## [Task to complete]
Convert the listing below into a Markdown table with the columns Row and Line, giving each line its own numbered row and omitting blank lines. Leave the pictures out of the answer.

====== Data supplied

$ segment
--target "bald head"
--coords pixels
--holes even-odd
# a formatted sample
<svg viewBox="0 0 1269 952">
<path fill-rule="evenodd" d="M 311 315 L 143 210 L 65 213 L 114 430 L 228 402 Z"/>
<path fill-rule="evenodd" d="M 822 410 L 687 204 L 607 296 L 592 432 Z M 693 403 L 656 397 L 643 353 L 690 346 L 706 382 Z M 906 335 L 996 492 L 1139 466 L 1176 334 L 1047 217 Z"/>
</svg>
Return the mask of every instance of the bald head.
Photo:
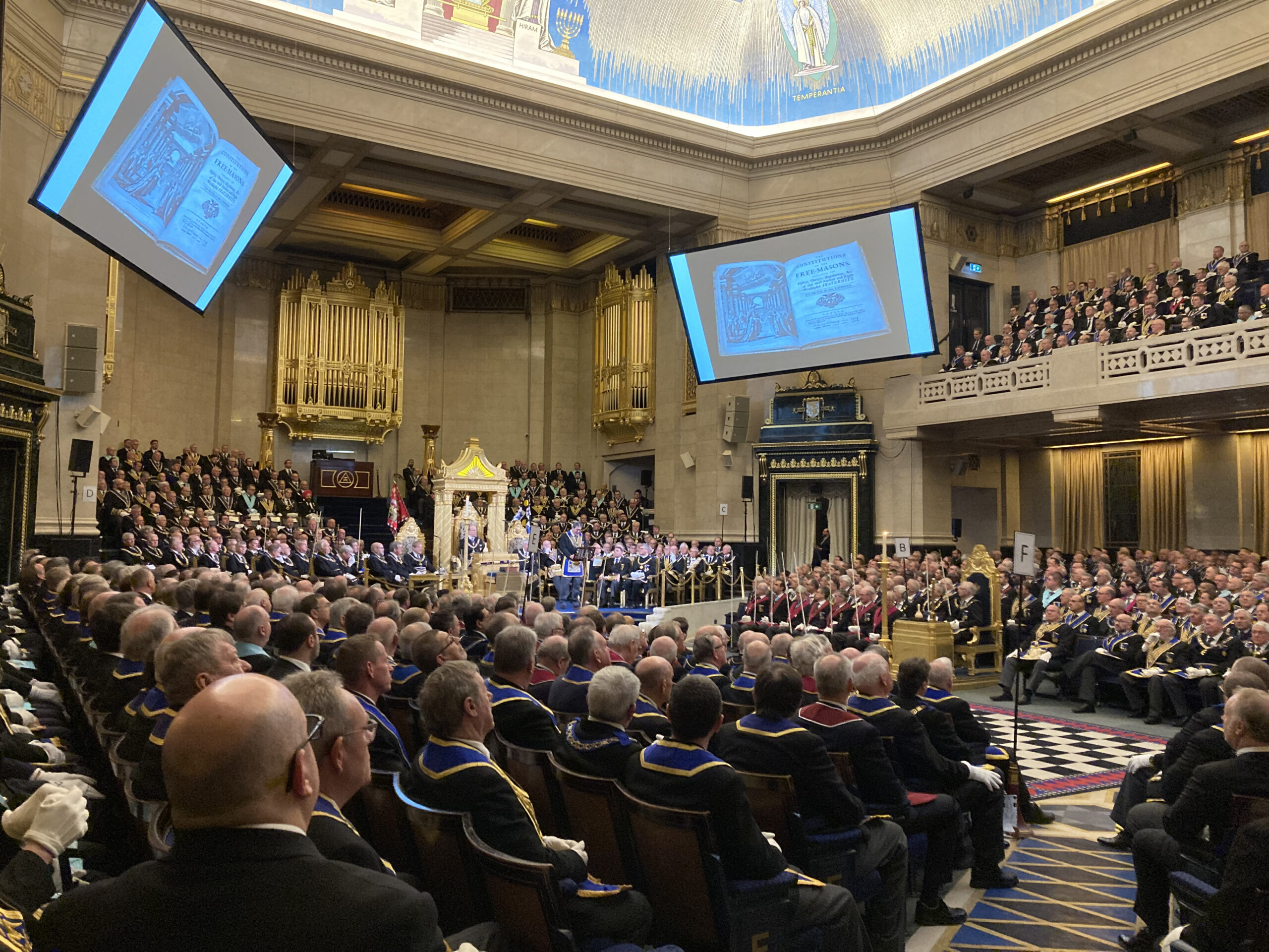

============

## [In response]
| Row | Line |
|---|---|
| 1 | $ segment |
| 2 | --target "bald head" |
| 3 | --coords pixels |
| 4 | --holes even-odd |
| 5 | # a formatted sample |
| 6 | <svg viewBox="0 0 1269 952"> |
| 7 | <path fill-rule="evenodd" d="M 311 315 L 143 210 L 65 213 L 114 430 L 228 402 Z"/> |
| 8 | <path fill-rule="evenodd" d="M 822 410 L 687 204 L 607 296 L 592 432 Z M 693 403 L 656 397 L 643 353 L 690 346 L 706 382 Z M 906 335 L 996 492 L 1139 466 L 1176 334 L 1047 217 Z"/> |
| 9 | </svg> |
| 10 | Return the mask of every instance of the bald head. |
| 11 | Photo: |